## EXERCISE INSTRUCTIONS
Which of the lines below contain the word "face"? Copy each of those lines in full.

──────

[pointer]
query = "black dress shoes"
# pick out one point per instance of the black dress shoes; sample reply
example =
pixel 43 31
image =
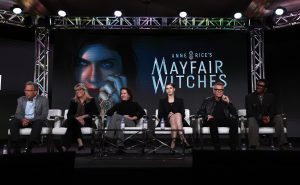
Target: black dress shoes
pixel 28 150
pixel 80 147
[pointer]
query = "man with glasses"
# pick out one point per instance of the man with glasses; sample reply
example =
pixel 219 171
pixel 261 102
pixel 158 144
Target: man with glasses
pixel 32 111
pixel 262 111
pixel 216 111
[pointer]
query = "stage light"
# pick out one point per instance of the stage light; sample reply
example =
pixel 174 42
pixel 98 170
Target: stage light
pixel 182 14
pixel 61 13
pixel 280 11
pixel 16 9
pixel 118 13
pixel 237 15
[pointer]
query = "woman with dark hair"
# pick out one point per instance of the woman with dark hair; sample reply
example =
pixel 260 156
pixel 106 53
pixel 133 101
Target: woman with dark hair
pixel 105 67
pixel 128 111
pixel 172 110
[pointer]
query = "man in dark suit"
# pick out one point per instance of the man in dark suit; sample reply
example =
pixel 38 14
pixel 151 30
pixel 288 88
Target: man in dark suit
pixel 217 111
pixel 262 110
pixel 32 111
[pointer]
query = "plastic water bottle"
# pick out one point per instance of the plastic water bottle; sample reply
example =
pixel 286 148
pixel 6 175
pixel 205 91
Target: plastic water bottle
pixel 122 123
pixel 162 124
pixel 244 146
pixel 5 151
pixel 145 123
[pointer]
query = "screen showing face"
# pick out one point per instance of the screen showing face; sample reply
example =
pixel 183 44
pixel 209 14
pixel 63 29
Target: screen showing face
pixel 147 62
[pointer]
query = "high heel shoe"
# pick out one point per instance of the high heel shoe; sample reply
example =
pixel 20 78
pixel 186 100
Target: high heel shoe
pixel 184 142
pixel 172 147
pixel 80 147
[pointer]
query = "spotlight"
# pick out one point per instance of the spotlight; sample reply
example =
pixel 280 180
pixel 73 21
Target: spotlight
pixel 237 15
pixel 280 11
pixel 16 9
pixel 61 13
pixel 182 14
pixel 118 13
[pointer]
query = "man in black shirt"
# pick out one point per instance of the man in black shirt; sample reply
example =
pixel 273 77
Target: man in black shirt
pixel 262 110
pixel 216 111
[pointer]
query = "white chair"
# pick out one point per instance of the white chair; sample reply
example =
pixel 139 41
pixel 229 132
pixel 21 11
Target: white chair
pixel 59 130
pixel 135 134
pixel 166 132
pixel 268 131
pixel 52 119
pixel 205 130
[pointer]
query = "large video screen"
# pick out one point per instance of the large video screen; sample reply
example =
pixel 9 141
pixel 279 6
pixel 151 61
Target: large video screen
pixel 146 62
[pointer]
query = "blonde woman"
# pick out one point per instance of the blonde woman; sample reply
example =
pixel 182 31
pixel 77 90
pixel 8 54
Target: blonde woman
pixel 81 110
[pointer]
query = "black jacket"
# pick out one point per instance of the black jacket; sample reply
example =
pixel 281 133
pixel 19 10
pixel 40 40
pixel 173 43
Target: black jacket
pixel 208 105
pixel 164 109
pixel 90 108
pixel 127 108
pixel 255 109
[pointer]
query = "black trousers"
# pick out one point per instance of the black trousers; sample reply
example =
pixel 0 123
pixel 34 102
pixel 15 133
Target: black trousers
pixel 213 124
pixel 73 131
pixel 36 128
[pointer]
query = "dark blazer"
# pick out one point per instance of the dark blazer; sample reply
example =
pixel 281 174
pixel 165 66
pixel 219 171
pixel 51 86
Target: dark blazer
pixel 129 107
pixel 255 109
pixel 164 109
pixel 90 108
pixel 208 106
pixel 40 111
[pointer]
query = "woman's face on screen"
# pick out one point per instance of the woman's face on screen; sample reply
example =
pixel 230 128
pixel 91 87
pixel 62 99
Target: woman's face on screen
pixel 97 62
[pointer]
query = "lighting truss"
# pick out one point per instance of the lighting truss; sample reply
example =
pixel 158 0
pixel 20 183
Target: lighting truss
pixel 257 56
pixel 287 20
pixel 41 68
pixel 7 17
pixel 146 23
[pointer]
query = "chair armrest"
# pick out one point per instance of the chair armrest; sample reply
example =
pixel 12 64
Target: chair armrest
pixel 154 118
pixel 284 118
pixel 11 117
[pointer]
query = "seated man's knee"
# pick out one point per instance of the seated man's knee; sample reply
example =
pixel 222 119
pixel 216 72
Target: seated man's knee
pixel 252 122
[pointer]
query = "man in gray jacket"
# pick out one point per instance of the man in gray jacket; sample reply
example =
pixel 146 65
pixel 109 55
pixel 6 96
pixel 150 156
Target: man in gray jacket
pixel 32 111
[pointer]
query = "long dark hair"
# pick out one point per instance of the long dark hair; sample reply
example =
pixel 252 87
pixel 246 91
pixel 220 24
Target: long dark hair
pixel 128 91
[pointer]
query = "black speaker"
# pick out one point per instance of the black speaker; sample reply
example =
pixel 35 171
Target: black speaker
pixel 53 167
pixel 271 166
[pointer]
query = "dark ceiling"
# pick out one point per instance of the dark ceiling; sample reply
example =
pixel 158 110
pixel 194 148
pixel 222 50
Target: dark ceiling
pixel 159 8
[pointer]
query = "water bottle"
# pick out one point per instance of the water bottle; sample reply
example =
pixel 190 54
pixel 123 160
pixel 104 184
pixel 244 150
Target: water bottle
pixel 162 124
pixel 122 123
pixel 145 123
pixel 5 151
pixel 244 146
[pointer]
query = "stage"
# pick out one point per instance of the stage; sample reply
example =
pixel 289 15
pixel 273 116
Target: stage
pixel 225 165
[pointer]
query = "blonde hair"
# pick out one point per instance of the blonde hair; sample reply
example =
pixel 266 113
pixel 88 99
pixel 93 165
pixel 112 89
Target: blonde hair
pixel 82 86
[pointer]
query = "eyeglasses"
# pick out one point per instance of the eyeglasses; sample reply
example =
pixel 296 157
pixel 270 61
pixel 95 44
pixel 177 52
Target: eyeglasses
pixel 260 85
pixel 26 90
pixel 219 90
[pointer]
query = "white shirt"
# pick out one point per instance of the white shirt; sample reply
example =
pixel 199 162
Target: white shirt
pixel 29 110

──────

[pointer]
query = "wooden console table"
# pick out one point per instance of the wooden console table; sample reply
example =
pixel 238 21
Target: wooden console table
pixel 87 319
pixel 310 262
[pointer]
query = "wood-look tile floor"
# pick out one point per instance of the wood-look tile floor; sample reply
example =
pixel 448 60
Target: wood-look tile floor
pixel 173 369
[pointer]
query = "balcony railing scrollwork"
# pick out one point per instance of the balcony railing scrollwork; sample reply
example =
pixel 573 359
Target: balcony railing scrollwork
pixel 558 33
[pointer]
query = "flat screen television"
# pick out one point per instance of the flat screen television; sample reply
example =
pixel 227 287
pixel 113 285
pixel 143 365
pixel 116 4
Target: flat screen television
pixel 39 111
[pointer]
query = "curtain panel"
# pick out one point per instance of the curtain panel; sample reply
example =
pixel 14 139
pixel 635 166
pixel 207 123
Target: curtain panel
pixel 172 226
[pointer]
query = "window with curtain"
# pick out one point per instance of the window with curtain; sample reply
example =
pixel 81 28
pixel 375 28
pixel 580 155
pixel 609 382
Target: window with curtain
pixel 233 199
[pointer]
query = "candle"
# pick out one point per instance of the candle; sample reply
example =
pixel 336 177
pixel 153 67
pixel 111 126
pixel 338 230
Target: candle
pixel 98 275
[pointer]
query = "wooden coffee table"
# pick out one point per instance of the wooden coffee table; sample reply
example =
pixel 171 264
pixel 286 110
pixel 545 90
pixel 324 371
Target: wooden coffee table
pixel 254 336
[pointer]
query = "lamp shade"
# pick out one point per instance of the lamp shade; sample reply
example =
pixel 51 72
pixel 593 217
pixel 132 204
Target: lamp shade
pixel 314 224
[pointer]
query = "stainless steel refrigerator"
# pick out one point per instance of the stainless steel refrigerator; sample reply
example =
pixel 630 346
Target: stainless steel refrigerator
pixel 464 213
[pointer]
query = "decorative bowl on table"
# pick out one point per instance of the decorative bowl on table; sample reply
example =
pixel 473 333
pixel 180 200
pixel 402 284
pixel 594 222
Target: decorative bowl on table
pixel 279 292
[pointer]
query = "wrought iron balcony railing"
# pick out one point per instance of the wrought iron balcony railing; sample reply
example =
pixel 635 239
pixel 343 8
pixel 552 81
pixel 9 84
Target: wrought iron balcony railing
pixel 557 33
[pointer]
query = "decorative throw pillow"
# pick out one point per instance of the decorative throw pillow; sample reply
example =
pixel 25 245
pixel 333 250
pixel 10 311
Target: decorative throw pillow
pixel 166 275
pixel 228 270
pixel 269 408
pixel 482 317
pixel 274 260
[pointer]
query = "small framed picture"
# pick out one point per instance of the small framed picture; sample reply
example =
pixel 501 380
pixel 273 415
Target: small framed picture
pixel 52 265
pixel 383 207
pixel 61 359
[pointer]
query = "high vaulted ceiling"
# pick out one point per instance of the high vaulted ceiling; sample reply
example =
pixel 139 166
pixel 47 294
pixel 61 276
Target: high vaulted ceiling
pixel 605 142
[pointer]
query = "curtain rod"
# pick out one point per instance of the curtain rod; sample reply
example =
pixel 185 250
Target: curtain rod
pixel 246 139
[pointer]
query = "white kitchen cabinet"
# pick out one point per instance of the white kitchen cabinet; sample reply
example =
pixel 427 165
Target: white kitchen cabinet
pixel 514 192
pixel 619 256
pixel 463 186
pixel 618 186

──────

## WORKED SOLUTION
query = "screen showing face"
# pick out one point per instance of the screen showing face; sample reply
Target: screen showing face
query = "woman's face on screen"
# pick out one point per instance of the woman's face on screen; sample reply
Target: woman's face on screen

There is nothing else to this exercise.